▶ Study questions
A) Do these statements agree with the passage on the Indian stock market below? Answer yes or no for each, and quote the words of the passage that decide it. (i) Market experts expect a rebound in Q3. (ii) Broader indices are close to their 52-week lows. (iii) Some fundamentally strong stocks fell because of company-specific issues.
B) Can you extend the passage on the Indian stock market below, starting after its last sentence?

── Text segment

Subscribe to enjoy similar stories. The Indian stock market has faced significant turbulence recently, with the Sensex and Nifty showing sharp declines and heightened volatility. Broader indices, not far from their 52-week lows, also reflect growing investor anxiety amid a series of negative developments.
After disappointing earnings in Q1 and Q2, market experts believe only a tepid recovery will be visible in Q3, with a rebound likely pushed to Q4. This suggests that market pressure could persist longer than anticipated. However, these headwinds also present opportunities.
Some fundamentally strong stocks have taken a hit, not due to company-specific issues but broader market dynamics. For investors with a long-term view, this could be a chance to pick up quality stocks at attractive prices. With this in mind, let’s take a look at five stocks that have corrected sharply but could offer deep value for patient investors.

────
── Supplied data

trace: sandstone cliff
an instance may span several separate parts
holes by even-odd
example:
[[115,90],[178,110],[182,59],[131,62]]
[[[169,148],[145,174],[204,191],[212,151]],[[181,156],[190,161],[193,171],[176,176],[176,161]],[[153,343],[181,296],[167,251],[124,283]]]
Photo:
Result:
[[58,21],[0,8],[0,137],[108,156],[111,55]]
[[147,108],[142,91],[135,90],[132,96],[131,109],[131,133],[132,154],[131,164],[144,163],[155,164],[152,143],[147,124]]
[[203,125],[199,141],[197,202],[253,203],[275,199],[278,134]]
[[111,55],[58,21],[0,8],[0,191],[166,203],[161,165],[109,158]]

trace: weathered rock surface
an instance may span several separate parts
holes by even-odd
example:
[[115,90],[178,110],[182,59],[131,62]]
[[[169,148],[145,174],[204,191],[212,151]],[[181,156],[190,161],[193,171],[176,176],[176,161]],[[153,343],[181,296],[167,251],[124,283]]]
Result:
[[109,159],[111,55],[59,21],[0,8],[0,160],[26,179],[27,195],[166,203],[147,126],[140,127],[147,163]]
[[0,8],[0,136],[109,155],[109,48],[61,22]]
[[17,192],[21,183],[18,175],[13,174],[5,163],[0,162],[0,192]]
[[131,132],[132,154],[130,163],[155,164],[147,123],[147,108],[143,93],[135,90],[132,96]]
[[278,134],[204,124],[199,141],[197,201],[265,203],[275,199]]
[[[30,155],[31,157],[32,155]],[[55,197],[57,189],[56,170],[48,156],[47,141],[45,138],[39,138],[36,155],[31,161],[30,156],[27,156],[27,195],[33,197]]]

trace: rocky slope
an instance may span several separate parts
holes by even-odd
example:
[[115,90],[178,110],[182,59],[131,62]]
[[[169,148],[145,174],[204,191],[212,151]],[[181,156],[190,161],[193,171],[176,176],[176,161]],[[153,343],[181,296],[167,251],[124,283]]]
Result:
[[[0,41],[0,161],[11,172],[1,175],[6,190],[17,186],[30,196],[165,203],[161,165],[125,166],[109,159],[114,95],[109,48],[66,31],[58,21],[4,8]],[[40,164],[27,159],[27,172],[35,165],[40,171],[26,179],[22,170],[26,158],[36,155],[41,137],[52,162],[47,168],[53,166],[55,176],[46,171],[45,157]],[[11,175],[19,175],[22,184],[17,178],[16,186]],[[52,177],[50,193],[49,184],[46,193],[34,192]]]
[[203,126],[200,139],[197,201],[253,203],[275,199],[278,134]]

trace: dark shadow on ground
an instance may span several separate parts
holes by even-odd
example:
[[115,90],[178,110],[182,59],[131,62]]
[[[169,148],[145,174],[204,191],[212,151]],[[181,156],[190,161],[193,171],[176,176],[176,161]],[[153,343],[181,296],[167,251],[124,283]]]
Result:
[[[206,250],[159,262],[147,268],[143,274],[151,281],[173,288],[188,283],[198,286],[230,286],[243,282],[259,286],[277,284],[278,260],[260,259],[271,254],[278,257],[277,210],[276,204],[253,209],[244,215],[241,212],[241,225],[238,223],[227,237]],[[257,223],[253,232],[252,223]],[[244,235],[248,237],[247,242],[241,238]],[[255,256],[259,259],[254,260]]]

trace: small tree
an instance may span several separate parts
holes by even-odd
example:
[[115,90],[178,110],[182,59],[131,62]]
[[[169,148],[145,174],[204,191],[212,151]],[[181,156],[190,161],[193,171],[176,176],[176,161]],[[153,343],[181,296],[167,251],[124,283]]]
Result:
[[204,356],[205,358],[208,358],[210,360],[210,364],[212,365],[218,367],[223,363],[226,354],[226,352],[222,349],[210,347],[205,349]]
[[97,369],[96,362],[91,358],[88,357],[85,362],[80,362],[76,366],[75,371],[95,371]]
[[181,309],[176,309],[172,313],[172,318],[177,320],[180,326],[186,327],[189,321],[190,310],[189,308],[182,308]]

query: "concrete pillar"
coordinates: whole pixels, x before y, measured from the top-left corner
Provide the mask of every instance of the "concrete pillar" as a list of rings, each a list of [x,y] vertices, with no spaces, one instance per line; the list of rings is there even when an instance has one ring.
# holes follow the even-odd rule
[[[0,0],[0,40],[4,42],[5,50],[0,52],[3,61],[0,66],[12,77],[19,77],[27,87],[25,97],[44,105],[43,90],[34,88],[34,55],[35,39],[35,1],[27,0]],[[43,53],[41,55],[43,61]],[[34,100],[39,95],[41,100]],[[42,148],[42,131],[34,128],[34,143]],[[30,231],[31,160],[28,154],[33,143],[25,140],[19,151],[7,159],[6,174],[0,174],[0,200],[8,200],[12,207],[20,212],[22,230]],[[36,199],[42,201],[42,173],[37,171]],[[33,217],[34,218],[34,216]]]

────
── Supplied data

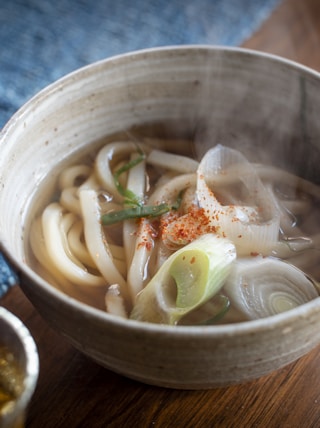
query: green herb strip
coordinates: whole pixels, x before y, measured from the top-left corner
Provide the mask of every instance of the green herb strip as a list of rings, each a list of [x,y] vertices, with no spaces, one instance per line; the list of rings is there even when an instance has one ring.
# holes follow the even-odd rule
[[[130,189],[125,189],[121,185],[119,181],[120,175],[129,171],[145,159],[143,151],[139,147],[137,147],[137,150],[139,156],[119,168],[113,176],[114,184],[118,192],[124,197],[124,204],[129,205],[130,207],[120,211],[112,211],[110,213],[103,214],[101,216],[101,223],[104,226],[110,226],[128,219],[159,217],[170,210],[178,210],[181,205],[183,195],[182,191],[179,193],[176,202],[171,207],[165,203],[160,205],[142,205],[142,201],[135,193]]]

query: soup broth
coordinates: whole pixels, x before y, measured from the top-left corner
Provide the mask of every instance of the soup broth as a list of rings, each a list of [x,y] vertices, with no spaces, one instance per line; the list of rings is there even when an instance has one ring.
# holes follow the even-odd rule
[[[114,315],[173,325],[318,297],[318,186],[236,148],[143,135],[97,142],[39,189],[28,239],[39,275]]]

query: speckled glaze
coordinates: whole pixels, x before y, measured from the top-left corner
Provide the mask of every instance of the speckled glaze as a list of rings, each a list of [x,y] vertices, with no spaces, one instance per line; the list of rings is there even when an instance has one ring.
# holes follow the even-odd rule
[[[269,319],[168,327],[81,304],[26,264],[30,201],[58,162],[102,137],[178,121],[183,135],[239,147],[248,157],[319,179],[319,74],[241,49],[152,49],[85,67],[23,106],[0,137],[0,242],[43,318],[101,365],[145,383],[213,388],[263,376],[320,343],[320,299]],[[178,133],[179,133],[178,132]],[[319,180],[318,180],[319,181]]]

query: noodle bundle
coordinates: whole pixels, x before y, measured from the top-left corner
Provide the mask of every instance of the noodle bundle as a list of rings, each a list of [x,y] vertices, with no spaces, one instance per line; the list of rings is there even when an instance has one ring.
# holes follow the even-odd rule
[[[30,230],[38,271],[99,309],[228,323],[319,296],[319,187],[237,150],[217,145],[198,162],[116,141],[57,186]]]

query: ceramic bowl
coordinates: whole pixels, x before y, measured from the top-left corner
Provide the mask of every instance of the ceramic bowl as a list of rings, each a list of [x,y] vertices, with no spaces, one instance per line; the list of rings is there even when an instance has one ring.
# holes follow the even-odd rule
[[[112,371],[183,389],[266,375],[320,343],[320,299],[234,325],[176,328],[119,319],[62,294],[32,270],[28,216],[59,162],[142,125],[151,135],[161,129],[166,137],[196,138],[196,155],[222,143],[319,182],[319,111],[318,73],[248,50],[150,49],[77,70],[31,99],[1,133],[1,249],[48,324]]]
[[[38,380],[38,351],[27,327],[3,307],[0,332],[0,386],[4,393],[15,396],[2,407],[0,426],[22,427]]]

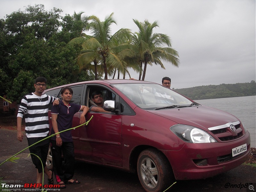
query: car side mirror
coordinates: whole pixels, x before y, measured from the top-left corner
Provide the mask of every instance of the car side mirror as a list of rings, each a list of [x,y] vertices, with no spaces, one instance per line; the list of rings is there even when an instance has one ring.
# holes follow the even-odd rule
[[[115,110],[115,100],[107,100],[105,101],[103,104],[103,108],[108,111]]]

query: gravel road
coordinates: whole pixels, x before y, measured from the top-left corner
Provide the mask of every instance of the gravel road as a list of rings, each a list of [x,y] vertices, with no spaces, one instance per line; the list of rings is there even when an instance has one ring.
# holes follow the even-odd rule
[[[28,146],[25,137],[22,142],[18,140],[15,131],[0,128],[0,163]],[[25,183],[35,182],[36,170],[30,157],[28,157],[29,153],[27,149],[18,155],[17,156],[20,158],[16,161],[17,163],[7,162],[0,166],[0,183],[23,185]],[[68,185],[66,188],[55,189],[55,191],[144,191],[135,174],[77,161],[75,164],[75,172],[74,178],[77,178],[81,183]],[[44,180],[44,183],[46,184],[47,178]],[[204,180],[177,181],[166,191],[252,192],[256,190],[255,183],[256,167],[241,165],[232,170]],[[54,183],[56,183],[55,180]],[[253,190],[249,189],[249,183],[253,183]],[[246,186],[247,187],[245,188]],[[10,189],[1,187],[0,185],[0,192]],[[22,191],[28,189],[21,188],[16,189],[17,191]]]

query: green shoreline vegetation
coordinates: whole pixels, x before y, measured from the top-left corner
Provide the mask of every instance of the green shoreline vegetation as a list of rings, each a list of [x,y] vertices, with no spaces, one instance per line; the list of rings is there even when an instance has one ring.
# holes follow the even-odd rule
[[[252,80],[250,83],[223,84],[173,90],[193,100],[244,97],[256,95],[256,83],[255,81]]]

────

▶ List of answers
A)
(i) No: "only a tepid recovery will be visible in Q3, with a rebound likely pushed to Q4."
(ii) Yes: "Broader indices, not far from their 52-week lows"
(iii) No: "not due to company-specific issues but broader market dynamics"

B)
ACC, India’s third-largest cement company, has a national presence with a capacity of 36 million tonnes (mt). Ambuja holds a 51% stake in ACC and together, they control 70 million mt, the second-largest capacity in India after UltraTech. These two companies account for 11% of the country’s cement industry capacities.
At a price to earnings (PE) ratio of 15.5, ACC’s stock trades at a discount compared to the industry average of 35.5 and its 5-year median PE of 23. Despite strong volume growth, ACC’s current valuation is under pressure due to weak cement prices and low profitability. While the company has made strides in boosting trade sales and increasing premium cement volumes, its realization per ton has dropped and profitability remains a concern.